§ **Problems**
1. Reproduce the passage on data multiplexing between "- Use different" and "types of data.", inclusive.
2. Carry on the passage about backup data multiplexing from the point where it stops.

§ **Source**
You can determine the multiplexing factor by analyzing the network configuration and the required disk throughput. Do not over multiplex. That would be counter-productive and slow down the backups as well as restores. Multiplexing factor must be set equal to the ratio of tape drive throughput and client source speed. For example, if the tape drive has rated speed of 40 Mb/sec and clients are able to supply the data at about 12 Mb/sec, then a multiplexing factor of 3 is advisable. Typical multiplexing factor is between 2 and 5.
Note: Restores from multiplexed data on tape libraries will be slower.
- Use different storage policies for file system and database type data before performing data multiplexing. Therefore, there will not be differences in the chunk sizes of the different types of data.
- If possible use the Restore by Jobs option to restore multiplexed data, especially when restoring large amount of data. This will provide the optimum performance during the restore operation as there are fewer tape rewinds to secure the data.
- It is recommended that you perform data multiplexing for jobs that have similar speeds (i.e. two database jobs), instead of mixing faster jobs (i.e. file systems) with slower jobs (i.e. databases). Mixing faster and slower jobs results in data stored on media that is not uniform.. Hence, data recovery operations of slower clients will have added performance penalty.
- Multiplexing is recommended if you are planning to recover:
- Individual items, files and folders.

§ **Recorded data**
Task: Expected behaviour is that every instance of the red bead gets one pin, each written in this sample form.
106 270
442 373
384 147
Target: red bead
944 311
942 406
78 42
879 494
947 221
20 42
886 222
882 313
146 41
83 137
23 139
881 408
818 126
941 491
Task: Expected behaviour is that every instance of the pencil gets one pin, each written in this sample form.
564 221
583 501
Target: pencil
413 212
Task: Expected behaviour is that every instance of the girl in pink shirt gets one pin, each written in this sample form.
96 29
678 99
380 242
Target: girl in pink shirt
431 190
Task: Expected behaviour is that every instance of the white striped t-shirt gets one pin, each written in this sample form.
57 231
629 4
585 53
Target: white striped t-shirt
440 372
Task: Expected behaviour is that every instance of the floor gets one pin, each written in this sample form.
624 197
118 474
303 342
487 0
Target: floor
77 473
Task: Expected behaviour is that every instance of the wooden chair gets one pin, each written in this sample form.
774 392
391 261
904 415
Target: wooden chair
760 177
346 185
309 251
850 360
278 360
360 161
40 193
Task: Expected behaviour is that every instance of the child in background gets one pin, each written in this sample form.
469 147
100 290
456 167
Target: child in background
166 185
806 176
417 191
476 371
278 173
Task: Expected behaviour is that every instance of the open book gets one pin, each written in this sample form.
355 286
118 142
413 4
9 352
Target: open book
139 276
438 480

§ **Responses per task**
1.
- Use different storage policies for file system and database type data before performing data multiplexing. Therefore, there will not be differences in the chunk sizes of the different types of data.

2.
- Entire computers or databases.
- It is not recommended under following conditions:
- If you are planning to recover scattered folders as multiplexing will further scatter the data. Also it adds to up to extra tape mounts and rewinding/forwarding on the media.
- Clients which undergo very frequent restore requests.
- The multiplexing factor is determined based on the ratio of how fast the tape drive is compared to the disk. For example, consider the following ratios:
- Tape write speed = 80 GB per hour
- Disk read speed (backup) = 25 GB per hour
- Tape read speed = 80 GB per hour
- Disk write speed (restore) = 60 GB per hour
Tape write speed/disk read speed (backup) = 80/25 = 3.2 GB per hour
Tape read speed/disk write speed (restore) = 80/60 = 1.33 GB per hour
It is recommended that the lower of the two ratios as the multiplexing factor if you want no-penalty data recovery operations.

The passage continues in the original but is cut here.